__ACTIVITY__
Below are some entries. Copy each line in them that holds "road".

(INPUT FOR THIS TASK Opens)

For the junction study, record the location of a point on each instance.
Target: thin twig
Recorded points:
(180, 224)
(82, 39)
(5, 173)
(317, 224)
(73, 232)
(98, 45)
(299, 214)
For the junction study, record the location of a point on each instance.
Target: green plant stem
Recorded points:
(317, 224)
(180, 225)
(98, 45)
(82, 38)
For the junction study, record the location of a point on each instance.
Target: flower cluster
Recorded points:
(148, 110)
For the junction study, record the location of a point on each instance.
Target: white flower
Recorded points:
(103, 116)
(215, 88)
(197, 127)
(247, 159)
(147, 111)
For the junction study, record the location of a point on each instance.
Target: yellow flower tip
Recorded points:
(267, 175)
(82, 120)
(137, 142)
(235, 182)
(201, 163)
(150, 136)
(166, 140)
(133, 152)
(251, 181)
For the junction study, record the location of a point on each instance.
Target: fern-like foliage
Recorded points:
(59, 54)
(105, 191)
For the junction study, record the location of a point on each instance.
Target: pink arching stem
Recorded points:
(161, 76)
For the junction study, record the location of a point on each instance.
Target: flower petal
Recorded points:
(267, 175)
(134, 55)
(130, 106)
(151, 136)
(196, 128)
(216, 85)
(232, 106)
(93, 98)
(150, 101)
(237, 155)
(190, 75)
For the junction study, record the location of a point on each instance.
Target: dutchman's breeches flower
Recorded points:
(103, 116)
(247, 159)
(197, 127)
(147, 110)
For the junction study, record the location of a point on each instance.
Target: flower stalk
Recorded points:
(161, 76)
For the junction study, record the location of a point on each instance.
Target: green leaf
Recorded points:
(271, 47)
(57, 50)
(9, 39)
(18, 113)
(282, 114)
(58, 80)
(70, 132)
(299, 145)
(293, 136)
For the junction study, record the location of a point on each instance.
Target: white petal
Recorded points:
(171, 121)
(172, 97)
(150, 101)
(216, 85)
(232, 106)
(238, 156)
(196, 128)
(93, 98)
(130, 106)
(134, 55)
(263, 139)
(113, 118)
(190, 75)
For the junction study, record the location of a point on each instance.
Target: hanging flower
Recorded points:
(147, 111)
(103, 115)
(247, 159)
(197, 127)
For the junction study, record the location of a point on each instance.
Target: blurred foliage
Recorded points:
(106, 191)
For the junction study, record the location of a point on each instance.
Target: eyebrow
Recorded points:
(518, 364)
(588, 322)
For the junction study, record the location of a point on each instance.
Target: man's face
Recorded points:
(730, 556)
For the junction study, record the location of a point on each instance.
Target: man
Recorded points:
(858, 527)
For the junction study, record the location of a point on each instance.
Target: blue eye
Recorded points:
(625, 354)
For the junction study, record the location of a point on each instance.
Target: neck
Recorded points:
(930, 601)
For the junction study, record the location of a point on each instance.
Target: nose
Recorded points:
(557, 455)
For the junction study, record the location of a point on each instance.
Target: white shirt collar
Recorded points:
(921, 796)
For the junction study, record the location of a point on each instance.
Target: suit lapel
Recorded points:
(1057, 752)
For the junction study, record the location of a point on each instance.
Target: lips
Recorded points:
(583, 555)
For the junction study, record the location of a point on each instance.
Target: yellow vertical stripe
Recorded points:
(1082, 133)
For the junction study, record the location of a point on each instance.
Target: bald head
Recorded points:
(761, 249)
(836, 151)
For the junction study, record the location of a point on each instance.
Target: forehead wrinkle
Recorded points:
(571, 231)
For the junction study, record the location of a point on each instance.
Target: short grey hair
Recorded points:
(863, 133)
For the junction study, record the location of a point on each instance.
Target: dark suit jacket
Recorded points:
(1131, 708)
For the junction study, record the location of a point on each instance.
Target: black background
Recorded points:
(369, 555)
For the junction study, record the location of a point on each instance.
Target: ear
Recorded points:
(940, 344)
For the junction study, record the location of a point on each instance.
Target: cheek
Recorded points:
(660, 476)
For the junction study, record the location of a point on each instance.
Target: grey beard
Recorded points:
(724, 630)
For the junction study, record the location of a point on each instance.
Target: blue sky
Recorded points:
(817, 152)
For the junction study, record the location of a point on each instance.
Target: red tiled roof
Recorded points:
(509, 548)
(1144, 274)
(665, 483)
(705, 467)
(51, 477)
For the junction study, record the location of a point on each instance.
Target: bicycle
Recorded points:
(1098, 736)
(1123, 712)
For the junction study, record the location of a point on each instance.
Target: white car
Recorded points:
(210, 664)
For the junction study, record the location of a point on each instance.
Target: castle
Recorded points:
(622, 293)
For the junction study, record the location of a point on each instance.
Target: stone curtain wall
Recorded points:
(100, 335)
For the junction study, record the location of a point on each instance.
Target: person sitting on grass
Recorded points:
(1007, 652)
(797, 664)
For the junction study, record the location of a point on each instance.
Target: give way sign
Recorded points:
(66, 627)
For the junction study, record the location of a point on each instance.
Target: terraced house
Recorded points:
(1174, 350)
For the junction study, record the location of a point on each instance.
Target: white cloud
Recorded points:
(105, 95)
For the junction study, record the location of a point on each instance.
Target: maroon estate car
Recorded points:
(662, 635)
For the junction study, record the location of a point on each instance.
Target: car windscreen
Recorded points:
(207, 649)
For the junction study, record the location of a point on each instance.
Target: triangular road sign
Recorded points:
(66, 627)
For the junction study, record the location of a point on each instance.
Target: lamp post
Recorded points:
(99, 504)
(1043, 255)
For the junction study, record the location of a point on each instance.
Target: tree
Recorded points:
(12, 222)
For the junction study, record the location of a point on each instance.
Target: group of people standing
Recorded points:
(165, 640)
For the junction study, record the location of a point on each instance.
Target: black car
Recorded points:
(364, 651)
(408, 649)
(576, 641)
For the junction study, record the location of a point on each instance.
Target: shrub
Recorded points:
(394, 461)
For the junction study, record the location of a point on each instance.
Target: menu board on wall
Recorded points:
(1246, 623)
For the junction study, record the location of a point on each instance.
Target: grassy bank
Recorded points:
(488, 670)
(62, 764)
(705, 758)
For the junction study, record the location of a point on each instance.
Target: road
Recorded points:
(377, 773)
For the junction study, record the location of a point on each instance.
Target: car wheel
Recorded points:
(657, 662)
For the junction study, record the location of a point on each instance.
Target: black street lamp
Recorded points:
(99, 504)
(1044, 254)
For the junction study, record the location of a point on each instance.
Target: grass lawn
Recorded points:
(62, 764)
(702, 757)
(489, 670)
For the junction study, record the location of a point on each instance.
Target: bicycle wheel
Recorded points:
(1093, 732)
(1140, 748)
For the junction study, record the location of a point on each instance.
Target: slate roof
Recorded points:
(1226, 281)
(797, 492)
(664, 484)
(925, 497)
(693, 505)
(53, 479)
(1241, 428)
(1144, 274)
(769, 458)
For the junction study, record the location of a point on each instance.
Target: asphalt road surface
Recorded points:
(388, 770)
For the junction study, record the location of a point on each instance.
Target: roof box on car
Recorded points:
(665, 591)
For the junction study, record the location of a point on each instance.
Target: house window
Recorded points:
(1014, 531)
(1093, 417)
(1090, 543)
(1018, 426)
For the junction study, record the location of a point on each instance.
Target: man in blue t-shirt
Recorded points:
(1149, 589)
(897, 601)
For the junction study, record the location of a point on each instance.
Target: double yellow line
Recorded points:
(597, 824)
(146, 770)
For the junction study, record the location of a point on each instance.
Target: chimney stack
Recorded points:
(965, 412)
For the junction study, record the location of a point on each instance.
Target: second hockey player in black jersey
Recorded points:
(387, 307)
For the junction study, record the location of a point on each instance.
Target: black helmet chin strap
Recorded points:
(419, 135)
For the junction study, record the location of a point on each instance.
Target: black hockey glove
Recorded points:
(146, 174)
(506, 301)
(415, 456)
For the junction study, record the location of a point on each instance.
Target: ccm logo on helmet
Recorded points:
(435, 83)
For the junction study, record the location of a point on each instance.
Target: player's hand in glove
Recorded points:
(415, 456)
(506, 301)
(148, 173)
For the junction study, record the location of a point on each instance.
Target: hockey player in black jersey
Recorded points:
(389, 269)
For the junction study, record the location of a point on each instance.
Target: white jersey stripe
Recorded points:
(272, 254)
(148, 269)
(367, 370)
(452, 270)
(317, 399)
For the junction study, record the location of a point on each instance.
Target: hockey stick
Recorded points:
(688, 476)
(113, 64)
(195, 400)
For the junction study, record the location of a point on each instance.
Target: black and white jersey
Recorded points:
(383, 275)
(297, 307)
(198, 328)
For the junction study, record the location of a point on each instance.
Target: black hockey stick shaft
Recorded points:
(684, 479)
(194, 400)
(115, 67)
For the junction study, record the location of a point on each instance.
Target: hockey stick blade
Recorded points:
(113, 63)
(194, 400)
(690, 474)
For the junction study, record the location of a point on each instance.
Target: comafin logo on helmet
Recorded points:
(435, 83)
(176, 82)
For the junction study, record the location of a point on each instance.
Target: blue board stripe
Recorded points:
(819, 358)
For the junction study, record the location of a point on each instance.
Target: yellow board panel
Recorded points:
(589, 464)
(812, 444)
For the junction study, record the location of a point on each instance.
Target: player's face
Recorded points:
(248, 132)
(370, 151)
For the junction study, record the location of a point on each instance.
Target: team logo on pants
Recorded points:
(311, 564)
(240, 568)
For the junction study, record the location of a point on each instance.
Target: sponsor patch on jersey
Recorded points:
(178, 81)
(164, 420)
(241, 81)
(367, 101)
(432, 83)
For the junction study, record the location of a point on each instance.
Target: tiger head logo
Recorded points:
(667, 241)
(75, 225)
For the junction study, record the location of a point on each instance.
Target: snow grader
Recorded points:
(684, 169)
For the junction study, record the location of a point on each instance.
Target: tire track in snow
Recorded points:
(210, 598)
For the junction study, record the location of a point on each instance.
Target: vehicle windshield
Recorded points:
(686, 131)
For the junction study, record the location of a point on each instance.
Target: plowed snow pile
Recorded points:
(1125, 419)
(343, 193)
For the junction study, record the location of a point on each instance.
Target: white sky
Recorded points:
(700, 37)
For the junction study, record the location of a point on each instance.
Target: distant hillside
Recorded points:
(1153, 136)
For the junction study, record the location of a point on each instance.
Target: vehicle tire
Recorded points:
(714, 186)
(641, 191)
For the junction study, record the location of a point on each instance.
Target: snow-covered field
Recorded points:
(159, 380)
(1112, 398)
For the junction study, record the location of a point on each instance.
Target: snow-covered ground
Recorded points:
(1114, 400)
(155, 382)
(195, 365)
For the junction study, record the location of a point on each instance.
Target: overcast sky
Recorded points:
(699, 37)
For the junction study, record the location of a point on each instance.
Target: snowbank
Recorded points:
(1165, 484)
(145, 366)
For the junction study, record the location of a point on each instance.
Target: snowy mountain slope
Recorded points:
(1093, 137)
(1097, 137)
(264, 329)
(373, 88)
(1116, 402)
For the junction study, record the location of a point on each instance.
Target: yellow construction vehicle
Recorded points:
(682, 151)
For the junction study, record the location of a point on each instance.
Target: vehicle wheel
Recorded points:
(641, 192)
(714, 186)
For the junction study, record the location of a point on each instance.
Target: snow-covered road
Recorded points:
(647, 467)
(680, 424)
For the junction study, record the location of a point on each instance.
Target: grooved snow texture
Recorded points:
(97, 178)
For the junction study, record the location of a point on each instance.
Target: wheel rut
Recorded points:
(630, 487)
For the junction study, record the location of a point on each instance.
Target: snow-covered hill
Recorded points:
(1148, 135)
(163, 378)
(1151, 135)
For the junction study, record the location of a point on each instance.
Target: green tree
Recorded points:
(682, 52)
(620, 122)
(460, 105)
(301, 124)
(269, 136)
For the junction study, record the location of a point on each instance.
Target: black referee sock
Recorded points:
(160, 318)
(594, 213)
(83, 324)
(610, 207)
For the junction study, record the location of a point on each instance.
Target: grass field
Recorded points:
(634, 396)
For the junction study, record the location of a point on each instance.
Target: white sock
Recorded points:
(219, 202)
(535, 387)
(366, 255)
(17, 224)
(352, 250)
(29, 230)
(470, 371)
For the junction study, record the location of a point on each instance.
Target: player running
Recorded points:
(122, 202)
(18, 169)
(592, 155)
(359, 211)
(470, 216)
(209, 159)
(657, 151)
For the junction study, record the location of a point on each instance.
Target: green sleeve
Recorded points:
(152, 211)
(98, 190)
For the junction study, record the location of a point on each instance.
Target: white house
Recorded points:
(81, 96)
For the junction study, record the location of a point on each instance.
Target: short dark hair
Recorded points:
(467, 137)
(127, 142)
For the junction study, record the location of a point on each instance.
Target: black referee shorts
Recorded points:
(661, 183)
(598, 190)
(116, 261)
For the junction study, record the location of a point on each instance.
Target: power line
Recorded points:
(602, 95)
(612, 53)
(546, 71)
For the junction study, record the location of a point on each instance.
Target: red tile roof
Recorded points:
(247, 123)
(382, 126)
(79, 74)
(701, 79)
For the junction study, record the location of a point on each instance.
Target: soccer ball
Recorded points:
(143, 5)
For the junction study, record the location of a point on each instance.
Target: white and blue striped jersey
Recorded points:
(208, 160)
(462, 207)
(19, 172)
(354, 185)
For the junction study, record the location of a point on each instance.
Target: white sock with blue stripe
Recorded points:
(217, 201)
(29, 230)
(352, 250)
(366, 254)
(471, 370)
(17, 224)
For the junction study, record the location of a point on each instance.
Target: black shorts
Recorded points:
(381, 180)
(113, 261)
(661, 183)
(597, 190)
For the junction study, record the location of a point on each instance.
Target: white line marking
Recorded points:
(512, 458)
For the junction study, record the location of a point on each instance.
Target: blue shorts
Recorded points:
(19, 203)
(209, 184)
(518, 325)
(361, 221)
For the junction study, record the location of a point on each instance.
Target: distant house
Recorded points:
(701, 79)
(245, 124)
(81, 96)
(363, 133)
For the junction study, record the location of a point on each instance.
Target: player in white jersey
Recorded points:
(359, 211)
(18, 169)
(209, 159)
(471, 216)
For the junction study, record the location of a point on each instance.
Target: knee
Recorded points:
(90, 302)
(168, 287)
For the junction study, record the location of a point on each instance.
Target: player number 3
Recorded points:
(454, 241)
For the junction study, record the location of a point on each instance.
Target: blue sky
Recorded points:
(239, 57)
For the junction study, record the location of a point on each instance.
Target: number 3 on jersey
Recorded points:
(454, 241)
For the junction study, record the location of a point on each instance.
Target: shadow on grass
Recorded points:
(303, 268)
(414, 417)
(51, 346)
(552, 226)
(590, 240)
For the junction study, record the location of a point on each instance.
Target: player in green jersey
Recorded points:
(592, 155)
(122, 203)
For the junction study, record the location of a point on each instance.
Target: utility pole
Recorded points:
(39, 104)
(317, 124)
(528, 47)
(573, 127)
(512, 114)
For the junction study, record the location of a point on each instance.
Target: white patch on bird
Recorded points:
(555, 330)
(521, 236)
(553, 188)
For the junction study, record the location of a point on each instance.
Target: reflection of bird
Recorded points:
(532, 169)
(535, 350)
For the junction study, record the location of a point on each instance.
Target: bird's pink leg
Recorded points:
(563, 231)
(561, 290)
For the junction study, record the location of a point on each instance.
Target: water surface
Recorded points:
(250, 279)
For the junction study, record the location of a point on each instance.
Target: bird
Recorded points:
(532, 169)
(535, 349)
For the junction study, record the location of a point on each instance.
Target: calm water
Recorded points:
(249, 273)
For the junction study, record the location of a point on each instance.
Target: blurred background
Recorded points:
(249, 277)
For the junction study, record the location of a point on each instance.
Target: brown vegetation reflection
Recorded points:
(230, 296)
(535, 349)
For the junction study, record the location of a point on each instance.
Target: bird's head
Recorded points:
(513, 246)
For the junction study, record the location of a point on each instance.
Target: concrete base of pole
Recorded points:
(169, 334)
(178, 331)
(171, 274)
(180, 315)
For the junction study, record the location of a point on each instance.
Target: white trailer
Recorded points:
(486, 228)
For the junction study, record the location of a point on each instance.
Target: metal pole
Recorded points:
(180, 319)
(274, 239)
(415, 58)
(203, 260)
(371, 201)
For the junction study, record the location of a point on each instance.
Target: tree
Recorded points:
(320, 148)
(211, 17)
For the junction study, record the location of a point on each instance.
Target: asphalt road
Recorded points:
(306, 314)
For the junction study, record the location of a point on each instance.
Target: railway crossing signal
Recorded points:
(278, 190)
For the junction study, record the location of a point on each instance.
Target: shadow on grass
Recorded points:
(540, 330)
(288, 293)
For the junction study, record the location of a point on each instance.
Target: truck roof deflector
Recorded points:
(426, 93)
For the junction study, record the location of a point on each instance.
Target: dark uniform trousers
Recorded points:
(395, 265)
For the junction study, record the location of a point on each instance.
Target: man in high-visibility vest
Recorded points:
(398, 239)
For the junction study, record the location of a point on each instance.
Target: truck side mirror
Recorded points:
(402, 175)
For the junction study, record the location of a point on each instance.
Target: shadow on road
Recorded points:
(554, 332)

(INPUT FOR THIS TASK Closes)

__TASK RESULT__
Target: triangular road sign
Target: road
Target: asphalt road surface
Target: snow-covered road
Target: asphalt road
Target: shadow on road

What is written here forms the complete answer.